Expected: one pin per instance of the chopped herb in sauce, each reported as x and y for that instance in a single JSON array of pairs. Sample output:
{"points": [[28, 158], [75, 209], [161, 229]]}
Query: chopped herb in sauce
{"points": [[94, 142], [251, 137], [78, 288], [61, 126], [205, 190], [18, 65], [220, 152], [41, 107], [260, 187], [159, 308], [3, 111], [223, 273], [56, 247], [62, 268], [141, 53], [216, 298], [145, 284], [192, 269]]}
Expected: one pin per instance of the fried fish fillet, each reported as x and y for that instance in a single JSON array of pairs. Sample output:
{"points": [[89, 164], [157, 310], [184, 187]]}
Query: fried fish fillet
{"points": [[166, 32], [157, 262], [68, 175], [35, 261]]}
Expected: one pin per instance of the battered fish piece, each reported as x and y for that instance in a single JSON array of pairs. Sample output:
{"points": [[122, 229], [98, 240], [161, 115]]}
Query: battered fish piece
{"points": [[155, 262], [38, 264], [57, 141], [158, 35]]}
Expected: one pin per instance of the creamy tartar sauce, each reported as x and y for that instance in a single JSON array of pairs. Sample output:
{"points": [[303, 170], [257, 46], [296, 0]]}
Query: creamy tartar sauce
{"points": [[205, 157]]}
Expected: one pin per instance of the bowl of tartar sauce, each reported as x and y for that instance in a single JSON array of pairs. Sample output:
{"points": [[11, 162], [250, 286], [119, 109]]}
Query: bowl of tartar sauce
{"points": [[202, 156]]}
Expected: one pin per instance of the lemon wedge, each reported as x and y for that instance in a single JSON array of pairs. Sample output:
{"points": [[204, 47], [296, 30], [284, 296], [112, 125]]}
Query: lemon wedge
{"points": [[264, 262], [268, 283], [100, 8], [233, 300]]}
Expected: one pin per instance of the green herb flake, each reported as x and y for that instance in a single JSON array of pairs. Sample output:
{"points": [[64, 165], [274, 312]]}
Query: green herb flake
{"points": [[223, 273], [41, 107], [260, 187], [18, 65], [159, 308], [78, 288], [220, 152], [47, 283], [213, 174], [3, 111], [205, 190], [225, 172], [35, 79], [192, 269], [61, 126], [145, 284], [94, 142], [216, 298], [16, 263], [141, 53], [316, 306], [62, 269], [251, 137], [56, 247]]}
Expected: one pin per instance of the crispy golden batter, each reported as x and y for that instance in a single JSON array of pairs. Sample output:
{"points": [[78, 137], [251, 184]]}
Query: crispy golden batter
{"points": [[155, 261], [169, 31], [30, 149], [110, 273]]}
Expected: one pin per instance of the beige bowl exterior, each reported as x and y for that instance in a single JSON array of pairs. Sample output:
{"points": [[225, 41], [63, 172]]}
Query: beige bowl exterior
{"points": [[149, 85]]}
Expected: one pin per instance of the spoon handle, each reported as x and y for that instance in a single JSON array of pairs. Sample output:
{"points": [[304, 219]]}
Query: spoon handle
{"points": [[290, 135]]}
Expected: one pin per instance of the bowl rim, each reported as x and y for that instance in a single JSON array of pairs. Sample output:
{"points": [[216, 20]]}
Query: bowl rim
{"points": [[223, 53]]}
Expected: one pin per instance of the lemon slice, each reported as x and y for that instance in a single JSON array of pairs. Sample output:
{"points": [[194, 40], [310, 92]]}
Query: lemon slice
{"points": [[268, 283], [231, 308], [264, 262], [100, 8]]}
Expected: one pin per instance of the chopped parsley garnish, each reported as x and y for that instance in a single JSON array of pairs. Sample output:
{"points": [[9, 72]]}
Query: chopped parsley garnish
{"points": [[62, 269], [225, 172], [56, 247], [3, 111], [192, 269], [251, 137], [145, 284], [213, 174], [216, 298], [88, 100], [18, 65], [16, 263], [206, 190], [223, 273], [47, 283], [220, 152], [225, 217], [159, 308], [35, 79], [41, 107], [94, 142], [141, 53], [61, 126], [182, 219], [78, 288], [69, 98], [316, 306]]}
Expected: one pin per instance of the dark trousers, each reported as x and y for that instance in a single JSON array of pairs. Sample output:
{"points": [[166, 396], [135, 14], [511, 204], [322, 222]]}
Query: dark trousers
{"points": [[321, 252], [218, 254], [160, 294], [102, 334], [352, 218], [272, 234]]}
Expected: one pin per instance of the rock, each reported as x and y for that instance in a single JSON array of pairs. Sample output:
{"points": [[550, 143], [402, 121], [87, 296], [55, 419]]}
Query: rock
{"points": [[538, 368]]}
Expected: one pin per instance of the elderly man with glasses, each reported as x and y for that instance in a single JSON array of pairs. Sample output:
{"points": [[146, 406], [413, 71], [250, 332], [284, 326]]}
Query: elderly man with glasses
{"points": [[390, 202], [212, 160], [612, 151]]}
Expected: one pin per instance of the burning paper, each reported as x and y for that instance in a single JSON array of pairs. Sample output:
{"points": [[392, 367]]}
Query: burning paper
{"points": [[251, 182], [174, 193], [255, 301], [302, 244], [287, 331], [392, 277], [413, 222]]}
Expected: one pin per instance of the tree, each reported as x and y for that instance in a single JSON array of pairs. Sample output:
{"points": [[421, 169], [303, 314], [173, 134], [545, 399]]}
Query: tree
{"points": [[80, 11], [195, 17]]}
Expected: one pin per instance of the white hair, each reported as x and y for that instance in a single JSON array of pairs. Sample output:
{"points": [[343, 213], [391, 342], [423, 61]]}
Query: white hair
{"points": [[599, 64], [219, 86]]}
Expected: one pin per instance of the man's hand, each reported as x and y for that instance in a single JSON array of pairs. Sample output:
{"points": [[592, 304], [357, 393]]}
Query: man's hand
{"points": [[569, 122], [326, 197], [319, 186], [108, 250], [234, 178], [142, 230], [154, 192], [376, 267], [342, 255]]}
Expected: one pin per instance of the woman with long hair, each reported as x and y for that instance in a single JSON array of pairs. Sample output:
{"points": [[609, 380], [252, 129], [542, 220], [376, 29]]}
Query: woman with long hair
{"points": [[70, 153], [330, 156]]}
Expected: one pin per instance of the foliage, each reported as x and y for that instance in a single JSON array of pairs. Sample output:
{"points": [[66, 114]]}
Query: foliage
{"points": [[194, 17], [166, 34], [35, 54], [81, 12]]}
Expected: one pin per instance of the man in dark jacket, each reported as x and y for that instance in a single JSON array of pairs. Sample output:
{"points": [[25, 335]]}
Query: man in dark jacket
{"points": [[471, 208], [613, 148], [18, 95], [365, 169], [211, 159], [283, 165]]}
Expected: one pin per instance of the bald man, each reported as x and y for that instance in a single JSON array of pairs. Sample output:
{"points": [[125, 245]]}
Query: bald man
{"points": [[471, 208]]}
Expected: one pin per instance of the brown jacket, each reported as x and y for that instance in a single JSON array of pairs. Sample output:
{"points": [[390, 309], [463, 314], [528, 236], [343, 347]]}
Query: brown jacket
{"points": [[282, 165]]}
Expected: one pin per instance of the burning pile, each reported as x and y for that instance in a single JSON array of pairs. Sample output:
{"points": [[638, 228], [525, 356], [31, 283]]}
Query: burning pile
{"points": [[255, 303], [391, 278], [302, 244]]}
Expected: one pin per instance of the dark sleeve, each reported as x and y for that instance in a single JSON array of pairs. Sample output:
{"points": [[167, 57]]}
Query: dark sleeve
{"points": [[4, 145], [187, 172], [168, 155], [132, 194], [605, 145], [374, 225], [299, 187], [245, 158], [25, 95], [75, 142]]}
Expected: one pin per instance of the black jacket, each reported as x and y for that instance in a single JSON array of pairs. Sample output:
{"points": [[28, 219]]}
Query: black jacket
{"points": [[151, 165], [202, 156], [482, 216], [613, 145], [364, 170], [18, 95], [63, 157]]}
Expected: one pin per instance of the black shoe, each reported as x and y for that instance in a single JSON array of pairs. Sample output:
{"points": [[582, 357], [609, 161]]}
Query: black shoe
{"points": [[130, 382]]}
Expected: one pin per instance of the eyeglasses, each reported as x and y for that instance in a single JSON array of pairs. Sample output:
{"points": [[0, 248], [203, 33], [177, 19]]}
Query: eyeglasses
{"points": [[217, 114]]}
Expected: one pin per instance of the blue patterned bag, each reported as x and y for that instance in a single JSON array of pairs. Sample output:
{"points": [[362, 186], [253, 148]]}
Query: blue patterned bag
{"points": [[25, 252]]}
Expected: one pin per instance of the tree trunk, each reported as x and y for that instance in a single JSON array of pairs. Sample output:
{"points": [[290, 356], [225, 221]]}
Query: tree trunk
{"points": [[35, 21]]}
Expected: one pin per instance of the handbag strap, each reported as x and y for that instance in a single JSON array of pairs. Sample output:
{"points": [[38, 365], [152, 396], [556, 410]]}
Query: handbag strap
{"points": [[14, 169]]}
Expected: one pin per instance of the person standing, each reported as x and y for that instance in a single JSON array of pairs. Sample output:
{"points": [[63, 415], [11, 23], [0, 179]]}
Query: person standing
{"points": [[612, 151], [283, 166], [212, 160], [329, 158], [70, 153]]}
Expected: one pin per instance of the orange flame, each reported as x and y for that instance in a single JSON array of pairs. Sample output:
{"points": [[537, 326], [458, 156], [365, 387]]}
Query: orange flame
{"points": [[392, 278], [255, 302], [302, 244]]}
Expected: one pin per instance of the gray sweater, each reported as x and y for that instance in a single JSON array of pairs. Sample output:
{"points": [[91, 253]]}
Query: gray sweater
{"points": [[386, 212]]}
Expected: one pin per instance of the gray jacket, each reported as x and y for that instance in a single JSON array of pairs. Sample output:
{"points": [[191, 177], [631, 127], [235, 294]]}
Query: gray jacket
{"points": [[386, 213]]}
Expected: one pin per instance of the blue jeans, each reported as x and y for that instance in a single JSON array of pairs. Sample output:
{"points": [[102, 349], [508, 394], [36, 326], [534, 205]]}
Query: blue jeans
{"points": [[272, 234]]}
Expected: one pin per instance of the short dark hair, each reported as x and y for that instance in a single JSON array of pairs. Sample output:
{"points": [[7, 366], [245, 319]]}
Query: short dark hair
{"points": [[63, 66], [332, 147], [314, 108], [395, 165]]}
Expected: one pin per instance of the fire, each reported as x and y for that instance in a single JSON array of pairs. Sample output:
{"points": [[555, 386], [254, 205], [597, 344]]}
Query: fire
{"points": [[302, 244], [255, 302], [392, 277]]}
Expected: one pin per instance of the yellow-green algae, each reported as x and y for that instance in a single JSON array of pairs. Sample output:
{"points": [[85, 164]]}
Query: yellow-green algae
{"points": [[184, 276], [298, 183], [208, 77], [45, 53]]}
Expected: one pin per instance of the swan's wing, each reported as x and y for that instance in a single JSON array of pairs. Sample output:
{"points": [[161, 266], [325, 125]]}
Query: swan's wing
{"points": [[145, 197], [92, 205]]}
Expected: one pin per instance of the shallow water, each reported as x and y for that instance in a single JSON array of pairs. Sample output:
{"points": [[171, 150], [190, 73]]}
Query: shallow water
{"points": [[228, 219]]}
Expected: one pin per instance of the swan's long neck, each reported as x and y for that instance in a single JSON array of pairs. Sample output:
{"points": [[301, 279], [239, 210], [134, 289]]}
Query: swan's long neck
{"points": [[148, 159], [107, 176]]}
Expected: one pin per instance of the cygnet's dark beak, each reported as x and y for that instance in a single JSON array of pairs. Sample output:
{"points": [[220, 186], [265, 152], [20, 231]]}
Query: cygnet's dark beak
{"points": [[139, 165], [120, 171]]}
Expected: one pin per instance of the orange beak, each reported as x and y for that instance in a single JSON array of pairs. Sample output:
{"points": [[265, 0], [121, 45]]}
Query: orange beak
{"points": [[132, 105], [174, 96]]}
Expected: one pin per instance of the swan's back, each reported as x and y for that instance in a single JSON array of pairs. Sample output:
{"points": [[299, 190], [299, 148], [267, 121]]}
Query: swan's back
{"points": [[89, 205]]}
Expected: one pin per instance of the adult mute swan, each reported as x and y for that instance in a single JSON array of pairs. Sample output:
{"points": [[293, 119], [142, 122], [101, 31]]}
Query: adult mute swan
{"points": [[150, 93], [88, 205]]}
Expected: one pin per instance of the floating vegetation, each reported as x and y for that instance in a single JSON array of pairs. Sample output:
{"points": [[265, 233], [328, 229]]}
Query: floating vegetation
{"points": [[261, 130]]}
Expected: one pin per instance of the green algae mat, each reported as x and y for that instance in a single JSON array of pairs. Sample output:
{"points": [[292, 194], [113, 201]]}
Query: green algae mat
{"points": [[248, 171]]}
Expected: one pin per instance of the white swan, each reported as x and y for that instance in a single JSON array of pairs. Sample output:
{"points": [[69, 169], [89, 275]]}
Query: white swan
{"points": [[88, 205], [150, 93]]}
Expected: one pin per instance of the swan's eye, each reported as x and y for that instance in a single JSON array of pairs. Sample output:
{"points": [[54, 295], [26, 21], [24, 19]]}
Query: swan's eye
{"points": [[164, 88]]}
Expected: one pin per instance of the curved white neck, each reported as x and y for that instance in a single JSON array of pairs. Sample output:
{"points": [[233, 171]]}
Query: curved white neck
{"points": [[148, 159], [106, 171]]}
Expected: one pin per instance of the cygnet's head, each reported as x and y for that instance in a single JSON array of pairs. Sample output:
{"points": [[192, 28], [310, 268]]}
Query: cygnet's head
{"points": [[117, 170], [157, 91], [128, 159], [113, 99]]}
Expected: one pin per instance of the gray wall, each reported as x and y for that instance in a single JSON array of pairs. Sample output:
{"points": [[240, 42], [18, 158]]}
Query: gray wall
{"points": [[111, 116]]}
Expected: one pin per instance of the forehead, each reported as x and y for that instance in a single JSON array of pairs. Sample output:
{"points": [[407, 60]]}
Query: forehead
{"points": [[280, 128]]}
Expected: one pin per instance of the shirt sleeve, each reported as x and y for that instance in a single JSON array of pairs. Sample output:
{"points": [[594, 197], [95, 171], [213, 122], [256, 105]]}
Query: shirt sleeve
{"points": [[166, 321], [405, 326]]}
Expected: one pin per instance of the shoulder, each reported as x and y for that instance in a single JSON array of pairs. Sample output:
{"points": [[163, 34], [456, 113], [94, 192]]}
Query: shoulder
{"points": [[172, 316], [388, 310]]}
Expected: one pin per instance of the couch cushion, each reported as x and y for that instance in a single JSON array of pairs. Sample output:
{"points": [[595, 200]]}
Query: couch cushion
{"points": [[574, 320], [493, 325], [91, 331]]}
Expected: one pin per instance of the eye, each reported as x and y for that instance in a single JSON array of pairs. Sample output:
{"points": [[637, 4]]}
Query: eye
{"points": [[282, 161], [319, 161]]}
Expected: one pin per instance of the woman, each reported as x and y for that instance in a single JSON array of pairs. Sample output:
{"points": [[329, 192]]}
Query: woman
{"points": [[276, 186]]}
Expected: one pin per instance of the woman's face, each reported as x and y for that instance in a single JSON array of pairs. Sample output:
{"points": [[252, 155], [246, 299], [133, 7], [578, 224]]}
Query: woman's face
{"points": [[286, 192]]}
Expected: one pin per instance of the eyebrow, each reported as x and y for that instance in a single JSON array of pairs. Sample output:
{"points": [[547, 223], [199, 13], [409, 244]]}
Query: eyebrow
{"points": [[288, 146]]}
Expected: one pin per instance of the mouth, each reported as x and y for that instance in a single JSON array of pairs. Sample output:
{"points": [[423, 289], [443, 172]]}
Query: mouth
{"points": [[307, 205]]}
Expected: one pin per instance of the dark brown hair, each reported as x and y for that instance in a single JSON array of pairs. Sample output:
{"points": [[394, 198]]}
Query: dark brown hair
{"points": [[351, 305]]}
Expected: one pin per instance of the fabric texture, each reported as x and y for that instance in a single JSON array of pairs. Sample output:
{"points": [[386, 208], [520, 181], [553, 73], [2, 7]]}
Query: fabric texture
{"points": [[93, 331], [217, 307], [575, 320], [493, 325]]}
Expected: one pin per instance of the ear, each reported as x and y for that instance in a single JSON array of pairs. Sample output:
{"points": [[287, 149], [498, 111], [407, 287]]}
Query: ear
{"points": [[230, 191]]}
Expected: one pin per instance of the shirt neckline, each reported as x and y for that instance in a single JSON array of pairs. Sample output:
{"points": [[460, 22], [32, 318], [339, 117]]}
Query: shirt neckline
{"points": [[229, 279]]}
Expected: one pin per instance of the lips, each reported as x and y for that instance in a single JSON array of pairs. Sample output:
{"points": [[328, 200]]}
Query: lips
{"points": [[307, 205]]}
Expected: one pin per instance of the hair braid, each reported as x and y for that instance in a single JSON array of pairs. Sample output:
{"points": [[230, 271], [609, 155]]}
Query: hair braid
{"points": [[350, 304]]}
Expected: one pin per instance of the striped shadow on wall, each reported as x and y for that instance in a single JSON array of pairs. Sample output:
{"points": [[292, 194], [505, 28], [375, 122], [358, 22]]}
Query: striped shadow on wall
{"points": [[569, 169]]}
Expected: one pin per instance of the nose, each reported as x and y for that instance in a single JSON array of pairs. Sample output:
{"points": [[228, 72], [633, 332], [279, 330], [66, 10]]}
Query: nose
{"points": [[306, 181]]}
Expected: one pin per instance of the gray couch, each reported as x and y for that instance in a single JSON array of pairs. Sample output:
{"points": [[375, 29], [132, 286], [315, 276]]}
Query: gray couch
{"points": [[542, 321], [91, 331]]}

________________________________________

Exercise description
Exactly as written, give again every line from the one containing "Expected: one pin per instance of the nose, each" through the last line of the material above, and no other lines.

Solution
Expected: one pin per instance of the nose, each reported as x and y for that instance in a single JSON array of pairs. Sample output:
{"points": [[228, 72], [633, 332], [279, 330], [66, 10]]}
Query: nose
{"points": [[306, 181]]}
Expected: one pin per instance of the gray couch, each reported as x and y for that instance in a single JSON array of pairs. Sample output:
{"points": [[375, 29], [132, 286], [315, 276]]}
Query: gray couch
{"points": [[542, 321], [91, 331]]}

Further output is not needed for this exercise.